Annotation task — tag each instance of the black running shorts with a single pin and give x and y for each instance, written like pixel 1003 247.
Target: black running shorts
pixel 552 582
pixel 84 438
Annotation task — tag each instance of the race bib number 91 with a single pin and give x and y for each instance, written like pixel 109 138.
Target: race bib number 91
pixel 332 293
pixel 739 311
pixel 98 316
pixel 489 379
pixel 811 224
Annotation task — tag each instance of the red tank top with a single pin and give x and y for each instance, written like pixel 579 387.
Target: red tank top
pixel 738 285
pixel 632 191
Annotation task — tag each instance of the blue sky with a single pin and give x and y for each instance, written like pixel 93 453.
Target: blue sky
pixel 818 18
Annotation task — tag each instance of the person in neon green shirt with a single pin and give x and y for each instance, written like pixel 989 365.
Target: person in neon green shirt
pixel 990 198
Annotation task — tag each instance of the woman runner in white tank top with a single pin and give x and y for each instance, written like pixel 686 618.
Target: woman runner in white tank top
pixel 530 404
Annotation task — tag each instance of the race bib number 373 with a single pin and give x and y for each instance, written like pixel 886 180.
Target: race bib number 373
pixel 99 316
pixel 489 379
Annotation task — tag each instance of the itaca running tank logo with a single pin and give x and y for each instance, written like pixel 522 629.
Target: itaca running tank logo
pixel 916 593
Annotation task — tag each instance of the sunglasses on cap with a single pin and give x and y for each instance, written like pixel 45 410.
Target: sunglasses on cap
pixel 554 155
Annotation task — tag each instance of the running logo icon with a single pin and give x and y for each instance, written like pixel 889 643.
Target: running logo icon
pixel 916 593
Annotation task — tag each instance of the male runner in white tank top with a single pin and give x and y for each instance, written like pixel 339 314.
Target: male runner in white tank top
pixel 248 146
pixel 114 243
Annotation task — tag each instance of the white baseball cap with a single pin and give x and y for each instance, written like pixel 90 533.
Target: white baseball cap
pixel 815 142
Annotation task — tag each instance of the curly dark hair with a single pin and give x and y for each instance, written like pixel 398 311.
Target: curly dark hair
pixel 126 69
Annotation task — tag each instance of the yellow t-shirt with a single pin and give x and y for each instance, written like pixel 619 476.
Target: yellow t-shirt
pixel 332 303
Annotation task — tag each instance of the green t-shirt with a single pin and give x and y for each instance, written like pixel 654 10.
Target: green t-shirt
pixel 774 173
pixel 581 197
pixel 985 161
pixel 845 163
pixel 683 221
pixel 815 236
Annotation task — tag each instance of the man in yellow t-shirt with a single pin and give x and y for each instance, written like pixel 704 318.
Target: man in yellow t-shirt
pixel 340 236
━━━━
### Work to complete
Copy the listing above word for word, from the line with "Annotation task — tag each instance of the man" up to and including its final line.

### Completed exercise
Annotation task — tag each instance of the man in yellow t-shirt with a single pin and give x and y for each instance, written like pixel 704 318.
Target: man in yellow t-shirt
pixel 340 236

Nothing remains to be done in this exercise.